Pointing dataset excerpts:

== == ==

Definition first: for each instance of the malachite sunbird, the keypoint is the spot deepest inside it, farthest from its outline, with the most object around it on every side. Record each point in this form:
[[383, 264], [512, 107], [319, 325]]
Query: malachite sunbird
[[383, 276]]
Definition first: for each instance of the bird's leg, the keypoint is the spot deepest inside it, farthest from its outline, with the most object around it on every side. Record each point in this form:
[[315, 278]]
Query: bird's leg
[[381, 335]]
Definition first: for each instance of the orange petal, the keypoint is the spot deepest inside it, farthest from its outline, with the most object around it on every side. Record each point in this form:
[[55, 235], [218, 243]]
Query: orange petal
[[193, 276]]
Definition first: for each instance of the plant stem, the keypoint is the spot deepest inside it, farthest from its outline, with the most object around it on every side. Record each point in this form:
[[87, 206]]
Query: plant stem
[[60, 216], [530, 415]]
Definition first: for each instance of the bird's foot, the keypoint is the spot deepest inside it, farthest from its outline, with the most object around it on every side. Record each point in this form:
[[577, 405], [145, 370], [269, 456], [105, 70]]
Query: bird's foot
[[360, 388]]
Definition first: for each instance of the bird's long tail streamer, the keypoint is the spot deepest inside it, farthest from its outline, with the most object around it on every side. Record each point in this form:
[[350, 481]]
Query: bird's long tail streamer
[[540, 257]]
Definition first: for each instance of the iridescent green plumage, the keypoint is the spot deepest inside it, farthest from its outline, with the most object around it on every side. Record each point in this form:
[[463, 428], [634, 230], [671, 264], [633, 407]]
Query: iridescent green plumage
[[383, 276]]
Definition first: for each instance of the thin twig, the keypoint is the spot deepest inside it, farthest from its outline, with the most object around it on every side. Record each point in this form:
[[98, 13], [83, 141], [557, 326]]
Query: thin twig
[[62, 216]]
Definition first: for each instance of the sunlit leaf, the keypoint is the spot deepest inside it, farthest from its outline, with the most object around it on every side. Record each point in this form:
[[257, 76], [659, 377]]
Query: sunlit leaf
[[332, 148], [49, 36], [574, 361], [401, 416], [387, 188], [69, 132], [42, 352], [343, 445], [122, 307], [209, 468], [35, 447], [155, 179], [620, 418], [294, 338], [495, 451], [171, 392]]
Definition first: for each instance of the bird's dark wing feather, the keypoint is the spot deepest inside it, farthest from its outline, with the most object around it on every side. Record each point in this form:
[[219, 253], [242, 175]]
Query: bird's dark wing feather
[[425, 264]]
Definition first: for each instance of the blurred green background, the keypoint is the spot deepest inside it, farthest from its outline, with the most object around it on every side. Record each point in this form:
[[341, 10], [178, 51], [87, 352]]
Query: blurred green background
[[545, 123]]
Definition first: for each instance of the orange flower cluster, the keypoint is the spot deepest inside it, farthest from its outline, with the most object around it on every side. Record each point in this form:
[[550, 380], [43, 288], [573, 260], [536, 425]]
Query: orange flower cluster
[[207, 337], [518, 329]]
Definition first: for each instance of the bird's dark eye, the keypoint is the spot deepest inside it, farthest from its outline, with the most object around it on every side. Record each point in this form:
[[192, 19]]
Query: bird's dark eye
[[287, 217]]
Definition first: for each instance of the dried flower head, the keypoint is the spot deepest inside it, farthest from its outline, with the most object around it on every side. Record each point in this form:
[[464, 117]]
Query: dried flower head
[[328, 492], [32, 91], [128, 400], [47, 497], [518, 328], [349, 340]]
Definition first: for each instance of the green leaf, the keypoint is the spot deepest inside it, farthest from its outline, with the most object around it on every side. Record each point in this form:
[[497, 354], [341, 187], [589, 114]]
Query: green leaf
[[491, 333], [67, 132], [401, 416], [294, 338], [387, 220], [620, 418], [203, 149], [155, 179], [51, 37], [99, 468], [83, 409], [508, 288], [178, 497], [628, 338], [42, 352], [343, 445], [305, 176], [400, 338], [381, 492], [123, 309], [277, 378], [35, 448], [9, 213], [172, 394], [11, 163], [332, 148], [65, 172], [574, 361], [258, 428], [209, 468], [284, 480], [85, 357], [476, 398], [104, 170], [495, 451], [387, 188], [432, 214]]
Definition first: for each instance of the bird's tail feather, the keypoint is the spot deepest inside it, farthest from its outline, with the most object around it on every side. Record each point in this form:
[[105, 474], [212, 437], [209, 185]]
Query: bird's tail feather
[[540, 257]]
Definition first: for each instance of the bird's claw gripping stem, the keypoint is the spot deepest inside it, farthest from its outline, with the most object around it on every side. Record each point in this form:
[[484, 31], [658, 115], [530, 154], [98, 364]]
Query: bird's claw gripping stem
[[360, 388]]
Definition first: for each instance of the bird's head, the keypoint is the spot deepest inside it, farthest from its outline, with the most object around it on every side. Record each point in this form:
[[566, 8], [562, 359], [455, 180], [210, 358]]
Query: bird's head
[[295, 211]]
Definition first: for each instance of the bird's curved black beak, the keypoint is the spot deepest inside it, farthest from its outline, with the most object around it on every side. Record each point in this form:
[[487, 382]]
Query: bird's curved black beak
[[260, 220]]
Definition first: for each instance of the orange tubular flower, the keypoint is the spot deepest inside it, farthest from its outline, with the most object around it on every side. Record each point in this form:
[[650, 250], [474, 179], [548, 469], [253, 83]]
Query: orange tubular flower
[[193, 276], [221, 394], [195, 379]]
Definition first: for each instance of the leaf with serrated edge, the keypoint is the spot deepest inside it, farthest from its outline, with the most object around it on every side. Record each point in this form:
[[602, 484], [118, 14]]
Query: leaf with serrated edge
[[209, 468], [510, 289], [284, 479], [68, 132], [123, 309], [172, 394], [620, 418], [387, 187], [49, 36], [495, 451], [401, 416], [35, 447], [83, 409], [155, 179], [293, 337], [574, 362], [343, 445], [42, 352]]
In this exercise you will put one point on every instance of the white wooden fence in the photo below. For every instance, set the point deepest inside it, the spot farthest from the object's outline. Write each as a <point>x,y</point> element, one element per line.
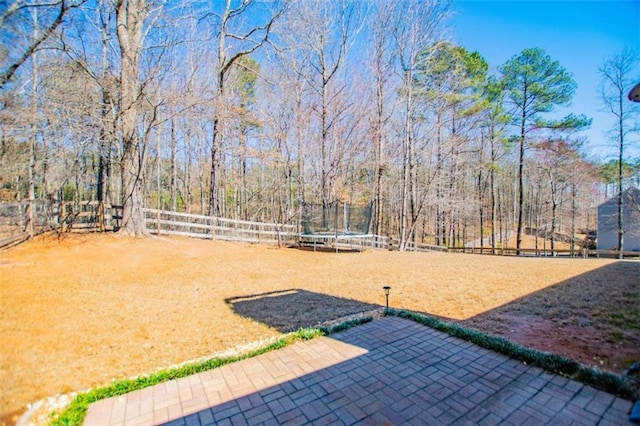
<point>162,222</point>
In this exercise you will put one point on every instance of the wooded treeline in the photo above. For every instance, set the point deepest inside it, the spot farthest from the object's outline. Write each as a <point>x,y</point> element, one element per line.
<point>248,110</point>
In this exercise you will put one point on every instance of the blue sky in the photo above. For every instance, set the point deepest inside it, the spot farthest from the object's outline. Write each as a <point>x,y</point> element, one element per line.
<point>579,34</point>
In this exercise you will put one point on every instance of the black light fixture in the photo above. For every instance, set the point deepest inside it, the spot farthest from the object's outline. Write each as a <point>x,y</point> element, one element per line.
<point>386,293</point>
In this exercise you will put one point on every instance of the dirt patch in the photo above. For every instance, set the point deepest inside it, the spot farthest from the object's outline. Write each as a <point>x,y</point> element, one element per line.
<point>80,311</point>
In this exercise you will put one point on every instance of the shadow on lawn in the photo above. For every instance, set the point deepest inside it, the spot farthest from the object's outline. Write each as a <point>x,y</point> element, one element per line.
<point>289,310</point>
<point>593,317</point>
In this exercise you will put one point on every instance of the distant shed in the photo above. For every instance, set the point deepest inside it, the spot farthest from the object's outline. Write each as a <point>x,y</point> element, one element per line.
<point>607,238</point>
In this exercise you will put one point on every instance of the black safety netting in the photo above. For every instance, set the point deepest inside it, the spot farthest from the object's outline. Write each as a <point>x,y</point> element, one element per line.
<point>336,219</point>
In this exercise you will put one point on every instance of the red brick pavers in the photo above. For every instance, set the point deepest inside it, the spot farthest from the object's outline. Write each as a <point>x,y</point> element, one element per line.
<point>390,371</point>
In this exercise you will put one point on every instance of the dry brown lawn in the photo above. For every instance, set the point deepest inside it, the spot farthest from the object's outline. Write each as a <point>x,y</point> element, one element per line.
<point>79,311</point>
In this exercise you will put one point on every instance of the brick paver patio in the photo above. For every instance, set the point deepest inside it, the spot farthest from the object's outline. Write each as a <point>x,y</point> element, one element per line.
<point>389,371</point>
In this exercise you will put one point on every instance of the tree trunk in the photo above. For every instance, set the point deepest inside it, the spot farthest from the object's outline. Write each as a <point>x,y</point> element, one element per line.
<point>130,18</point>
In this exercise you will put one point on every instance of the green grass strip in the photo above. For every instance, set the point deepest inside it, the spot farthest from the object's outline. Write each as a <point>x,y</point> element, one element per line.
<point>603,380</point>
<point>76,411</point>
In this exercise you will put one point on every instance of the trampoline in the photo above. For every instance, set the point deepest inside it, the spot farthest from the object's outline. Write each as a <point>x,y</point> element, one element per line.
<point>338,226</point>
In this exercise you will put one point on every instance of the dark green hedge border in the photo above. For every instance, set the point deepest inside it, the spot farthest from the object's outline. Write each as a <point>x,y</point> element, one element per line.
<point>608,382</point>
<point>76,411</point>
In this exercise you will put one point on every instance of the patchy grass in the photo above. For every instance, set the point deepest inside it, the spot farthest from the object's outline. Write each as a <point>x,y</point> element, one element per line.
<point>84,310</point>
<point>76,411</point>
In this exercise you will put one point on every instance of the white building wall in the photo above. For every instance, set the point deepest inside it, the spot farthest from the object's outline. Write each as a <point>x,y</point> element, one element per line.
<point>607,238</point>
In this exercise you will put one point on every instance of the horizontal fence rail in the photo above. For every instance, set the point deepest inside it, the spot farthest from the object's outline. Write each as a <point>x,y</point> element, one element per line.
<point>160,222</point>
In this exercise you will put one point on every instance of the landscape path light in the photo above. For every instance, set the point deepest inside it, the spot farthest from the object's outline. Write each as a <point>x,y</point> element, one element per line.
<point>386,293</point>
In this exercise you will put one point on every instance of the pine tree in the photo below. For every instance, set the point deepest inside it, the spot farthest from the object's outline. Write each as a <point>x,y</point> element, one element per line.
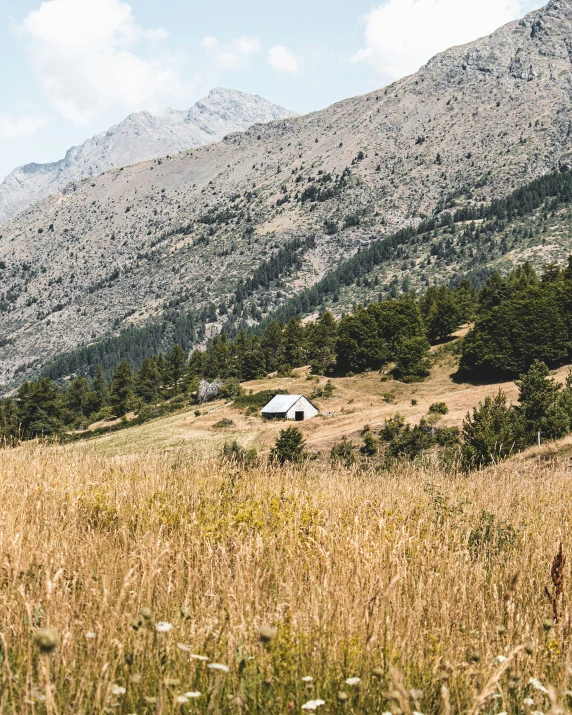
<point>121,389</point>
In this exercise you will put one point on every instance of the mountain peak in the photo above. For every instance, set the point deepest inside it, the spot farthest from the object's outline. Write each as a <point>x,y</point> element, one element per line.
<point>139,137</point>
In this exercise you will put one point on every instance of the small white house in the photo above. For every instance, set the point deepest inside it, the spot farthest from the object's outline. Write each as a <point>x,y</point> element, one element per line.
<point>290,407</point>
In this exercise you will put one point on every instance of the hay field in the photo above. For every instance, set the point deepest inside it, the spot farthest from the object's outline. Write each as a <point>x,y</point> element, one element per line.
<point>427,587</point>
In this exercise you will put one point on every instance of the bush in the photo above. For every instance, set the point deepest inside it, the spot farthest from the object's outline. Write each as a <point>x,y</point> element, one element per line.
<point>490,434</point>
<point>289,446</point>
<point>369,448</point>
<point>231,389</point>
<point>343,451</point>
<point>225,422</point>
<point>234,452</point>
<point>438,408</point>
<point>412,359</point>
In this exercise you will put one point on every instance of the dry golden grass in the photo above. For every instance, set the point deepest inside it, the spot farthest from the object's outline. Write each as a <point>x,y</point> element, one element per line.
<point>398,579</point>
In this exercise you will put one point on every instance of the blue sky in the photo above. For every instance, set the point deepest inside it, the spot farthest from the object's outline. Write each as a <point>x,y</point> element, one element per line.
<point>72,68</point>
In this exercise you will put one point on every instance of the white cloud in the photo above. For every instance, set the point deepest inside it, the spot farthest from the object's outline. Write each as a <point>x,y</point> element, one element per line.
<point>401,35</point>
<point>235,54</point>
<point>25,126</point>
<point>283,60</point>
<point>91,55</point>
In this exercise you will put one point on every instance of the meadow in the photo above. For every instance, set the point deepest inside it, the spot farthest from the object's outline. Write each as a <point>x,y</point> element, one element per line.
<point>175,583</point>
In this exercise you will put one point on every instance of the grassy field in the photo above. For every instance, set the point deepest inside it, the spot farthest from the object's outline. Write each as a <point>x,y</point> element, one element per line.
<point>357,401</point>
<point>427,587</point>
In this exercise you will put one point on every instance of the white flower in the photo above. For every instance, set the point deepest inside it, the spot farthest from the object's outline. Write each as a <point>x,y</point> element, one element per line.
<point>218,666</point>
<point>537,685</point>
<point>163,627</point>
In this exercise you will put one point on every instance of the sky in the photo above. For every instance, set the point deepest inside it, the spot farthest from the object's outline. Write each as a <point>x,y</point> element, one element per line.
<point>70,69</point>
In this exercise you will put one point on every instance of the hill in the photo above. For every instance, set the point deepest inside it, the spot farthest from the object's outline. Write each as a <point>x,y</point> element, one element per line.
<point>179,234</point>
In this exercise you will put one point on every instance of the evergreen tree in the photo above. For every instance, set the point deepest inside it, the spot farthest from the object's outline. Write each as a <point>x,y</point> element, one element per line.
<point>177,363</point>
<point>39,408</point>
<point>541,409</point>
<point>442,313</point>
<point>121,389</point>
<point>100,389</point>
<point>148,381</point>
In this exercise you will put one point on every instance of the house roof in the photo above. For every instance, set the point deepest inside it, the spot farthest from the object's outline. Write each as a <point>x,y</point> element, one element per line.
<point>281,403</point>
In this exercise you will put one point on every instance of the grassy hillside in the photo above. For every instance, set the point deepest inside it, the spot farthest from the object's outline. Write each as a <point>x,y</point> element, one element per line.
<point>357,401</point>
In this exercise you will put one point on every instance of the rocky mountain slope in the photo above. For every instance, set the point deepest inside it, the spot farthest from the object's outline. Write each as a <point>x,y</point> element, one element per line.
<point>179,233</point>
<point>140,137</point>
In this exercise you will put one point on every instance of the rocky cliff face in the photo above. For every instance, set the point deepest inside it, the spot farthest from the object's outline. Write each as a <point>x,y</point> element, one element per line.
<point>140,137</point>
<point>180,232</point>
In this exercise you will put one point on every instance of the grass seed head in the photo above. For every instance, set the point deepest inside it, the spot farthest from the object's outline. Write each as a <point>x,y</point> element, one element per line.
<point>46,639</point>
<point>267,634</point>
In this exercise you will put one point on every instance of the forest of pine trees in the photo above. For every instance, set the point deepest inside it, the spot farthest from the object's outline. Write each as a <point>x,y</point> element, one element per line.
<point>518,320</point>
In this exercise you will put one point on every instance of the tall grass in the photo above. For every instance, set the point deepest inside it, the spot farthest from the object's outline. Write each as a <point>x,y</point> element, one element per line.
<point>429,588</point>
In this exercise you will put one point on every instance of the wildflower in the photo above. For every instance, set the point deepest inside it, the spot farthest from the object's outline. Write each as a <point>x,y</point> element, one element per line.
<point>266,634</point>
<point>163,627</point>
<point>46,639</point>
<point>313,704</point>
<point>537,685</point>
<point>218,666</point>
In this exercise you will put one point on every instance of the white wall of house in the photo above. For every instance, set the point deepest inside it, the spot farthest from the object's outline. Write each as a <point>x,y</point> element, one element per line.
<point>303,405</point>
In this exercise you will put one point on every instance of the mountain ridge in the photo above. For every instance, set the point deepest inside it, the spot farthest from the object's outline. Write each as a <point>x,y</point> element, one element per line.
<point>180,233</point>
<point>139,137</point>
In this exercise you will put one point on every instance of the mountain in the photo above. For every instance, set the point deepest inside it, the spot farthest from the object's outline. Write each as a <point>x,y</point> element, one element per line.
<point>140,137</point>
<point>285,202</point>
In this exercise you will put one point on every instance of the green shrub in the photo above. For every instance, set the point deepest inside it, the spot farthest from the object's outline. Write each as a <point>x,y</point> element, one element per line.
<point>289,446</point>
<point>225,422</point>
<point>438,408</point>
<point>343,451</point>
<point>234,452</point>
<point>369,448</point>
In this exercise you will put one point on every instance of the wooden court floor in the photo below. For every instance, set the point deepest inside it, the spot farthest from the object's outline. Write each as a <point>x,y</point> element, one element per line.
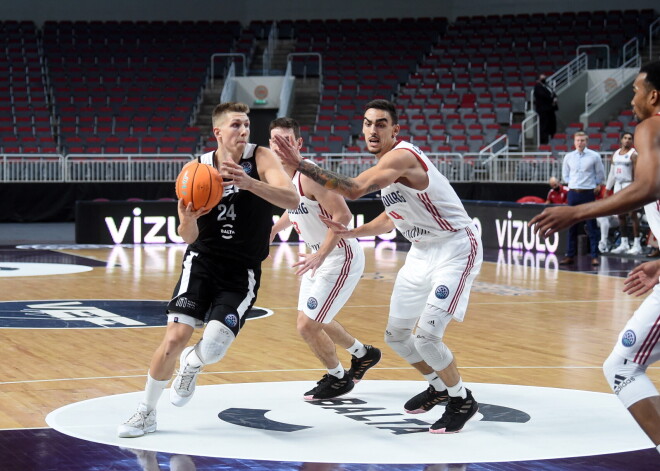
<point>526,325</point>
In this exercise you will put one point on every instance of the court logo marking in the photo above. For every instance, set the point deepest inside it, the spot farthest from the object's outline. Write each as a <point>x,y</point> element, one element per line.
<point>91,314</point>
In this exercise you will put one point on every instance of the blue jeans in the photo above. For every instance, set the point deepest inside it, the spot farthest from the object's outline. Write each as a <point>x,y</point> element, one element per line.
<point>575,198</point>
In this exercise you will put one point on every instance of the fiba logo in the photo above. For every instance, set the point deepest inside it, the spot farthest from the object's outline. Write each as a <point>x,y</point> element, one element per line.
<point>441,292</point>
<point>231,320</point>
<point>312,303</point>
<point>628,339</point>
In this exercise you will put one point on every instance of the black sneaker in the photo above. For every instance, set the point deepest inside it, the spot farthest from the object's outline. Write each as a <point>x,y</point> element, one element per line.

== == ==

**DIRECTIVE:** From the line containing "the green shrub" through the last line of the material above, write out each line exactly, leaving aside all pictures.

**EXERCISE SOLUTION:**
In this exercise you will put one point on every instance of the green shrub in the photo above. For every instance, set the point deepest inside it, the spot farthest from the object's outline. Write each as a <point>x,y</point> element, one element per line.
<point>289,446</point>
<point>225,422</point>
<point>438,408</point>
<point>343,451</point>
<point>234,452</point>
<point>369,448</point>
In this exercise you will put one point on every instance of the wooden court floor in the photo below. For every instance, set the point deepest inside it, the spot farthest from the object's outline. Write each as a <point>x,y</point> element, one element per line.
<point>526,325</point>
In this exercise you will put one point on every instance of the court logo marking in the photo above. For every instance, set the point deepest inside it, the spot farthest from the object's outline. Write each as a <point>x,y</point> element, one element per line.
<point>91,314</point>
In this exercise you will put one point on every instance of the blue jeans in the photo above. For every instance, set the point deepest inside it, the spot farthest from the object's outline. Write each as a <point>x,y</point> element, one element per line.
<point>575,198</point>
In this exercise you will put one point on every instance of the fiba logo in the photo above. For every instance, set the point deepest inside it, the spot farthest from the object's outline. Write each as a <point>x,y</point> element, one element per line.
<point>441,292</point>
<point>231,320</point>
<point>312,303</point>
<point>628,339</point>
In this exercise you will put one point on every instance of the black sneaker in the photo above. For every instance, set the point deepest inside it, the spot farthest from the object's outline. Write each as a <point>x,y</point> element, one element per line.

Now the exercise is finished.